── Working data ──

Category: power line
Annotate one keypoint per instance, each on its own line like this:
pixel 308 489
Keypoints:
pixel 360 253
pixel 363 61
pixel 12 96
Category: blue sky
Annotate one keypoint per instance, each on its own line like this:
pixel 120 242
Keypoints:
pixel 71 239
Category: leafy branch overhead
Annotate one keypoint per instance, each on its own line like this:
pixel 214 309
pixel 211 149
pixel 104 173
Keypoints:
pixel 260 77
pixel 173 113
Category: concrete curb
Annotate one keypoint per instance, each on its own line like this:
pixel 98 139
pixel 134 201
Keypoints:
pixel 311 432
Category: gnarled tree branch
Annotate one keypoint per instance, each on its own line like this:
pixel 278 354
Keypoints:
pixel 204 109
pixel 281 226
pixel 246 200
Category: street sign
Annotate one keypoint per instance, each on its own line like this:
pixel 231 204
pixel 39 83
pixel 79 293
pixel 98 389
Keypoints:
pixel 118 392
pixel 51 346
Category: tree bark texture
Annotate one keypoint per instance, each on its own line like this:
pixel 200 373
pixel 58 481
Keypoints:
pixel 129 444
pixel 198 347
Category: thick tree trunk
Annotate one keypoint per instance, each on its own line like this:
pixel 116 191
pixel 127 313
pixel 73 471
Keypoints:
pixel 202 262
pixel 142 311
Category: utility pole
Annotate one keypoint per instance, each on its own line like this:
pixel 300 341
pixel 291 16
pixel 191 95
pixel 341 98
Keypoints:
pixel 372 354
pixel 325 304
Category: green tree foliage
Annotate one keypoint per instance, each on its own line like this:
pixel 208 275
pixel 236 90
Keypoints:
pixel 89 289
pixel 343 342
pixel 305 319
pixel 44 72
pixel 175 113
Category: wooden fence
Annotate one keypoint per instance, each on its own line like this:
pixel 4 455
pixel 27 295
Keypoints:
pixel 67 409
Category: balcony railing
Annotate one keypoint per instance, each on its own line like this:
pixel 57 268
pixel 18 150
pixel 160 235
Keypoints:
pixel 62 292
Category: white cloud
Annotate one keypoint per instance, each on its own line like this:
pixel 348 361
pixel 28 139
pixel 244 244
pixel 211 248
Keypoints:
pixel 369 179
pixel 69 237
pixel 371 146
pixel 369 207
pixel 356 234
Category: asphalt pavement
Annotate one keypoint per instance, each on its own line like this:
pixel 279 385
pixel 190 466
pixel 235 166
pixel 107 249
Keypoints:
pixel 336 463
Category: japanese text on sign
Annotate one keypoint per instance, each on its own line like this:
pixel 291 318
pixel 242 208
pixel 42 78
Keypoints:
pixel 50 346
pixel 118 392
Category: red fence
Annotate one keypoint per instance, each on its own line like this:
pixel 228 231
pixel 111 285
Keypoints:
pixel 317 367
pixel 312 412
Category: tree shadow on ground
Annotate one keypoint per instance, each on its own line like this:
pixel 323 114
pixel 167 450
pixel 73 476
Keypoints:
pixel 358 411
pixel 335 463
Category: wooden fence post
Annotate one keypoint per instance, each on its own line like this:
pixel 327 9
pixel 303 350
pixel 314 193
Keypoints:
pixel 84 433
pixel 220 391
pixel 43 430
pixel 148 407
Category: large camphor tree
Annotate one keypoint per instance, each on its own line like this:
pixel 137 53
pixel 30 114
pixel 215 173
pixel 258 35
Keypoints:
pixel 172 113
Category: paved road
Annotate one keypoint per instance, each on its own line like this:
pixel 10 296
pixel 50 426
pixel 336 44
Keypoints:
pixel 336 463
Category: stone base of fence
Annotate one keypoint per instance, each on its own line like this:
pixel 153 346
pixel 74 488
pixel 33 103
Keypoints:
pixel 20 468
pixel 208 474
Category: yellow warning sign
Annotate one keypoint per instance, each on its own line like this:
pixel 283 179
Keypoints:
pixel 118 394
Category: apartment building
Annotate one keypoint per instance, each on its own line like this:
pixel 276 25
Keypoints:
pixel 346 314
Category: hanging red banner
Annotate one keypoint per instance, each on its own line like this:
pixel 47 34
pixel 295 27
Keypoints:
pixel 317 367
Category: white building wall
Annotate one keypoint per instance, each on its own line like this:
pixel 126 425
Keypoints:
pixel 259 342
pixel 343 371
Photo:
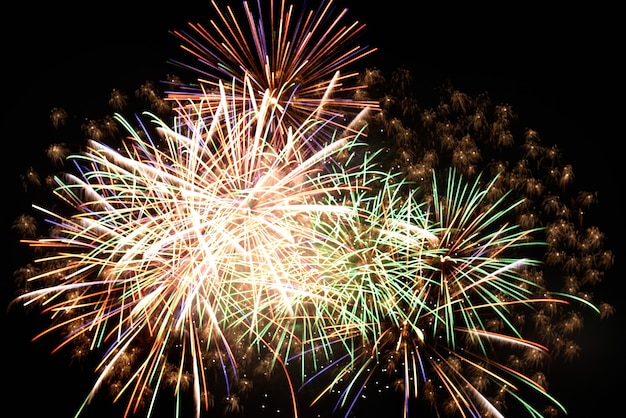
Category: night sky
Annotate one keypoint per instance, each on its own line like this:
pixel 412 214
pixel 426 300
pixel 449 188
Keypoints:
pixel 561 70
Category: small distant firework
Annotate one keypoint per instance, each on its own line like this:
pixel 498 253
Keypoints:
pixel 284 226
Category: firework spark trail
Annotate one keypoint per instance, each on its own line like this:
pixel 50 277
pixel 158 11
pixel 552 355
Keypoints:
pixel 260 223
pixel 428 284
pixel 301 63
pixel 206 241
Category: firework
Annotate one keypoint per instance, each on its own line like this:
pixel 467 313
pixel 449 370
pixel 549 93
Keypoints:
pixel 298 56
pixel 204 245
pixel 263 234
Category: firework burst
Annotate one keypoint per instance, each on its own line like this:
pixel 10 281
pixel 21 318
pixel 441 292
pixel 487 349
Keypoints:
pixel 201 242
pixel 297 55
pixel 263 233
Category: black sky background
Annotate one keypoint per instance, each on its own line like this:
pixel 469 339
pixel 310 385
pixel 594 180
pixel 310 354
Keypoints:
pixel 560 69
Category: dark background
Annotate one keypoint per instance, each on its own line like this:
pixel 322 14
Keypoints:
pixel 560 68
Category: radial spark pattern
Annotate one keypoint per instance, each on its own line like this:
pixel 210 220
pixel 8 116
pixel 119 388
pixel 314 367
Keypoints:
pixel 276 232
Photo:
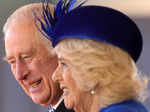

───

● **What is required**: In the data above, take the line with "pixel 327 9", the line with "pixel 310 385", and every line between, and set them down exactly without pictures.

● **Finished exercise**:
pixel 327 9
pixel 303 350
pixel 314 193
Keypoints:
pixel 84 433
pixel 220 391
pixel 43 430
pixel 148 407
Category: large camphor tree
Annotate one keypoint per instance, each on its own line like this:
pixel 137 53
pixel 30 114
pixel 215 173
pixel 258 35
Keypoints:
pixel 172 113
Category: paved road
Annotate one keypoint per instance, each on its own line like this:
pixel 10 296
pixel 50 426
pixel 336 44
Keypoints:
pixel 336 463
Category: stone base of fence
Annotate one keypoint per instance, each on its own line like this:
pixel 153 346
pixel 74 488
pixel 33 103
Keypoints:
pixel 20 468
pixel 208 474
Category: yellow warning sign
Annotate one keypoint per instance, each on its own line like this:
pixel 283 179
Keypoints:
pixel 118 394
Category: apartment building
Annotate one keypoint per instance, each on its own line like this:
pixel 276 25
Keypoints:
pixel 346 314
Category: hanging red banner
Annotate one keypoint per instance, each on its own line like this:
pixel 47 34
pixel 295 27
Keypoints:
pixel 317 367
Category: white building wall
Annotate one keypoint per instance, each on its own line like this:
pixel 126 425
Keypoints:
pixel 259 342
pixel 343 371
Photo:
Category: night sky
Annotate one keypoint per instance, each on its own line like this:
pixel 412 214
pixel 426 300
pixel 449 188
Keypoints:
pixel 561 70
Category: small distant firework
Annotate one keypoint per instance, each on its own line like this:
pixel 498 253
Keypoints:
pixel 284 226
Category: firework spark trail
Annotate one keypoint per instance, each on its own line like this:
pixel 50 277
pixel 158 11
pixel 552 355
Keypoints:
pixel 260 223
pixel 428 284
pixel 301 63
pixel 206 241
Category: firework
Annotate one keypoint per instance, each on its own line like this:
pixel 467 313
pixel 449 370
pixel 549 93
Keypoints:
pixel 298 56
pixel 204 245
pixel 263 234
Category: firework burst
Annotate one keypoint per instance, each on its own line like this:
pixel 10 281
pixel 21 318
pixel 441 292
pixel 487 349
Keypoints:
pixel 201 242
pixel 297 55
pixel 263 233
Category: black sky background
Annotate one keypoint per instance, each on its own line like this:
pixel 469 339
pixel 310 385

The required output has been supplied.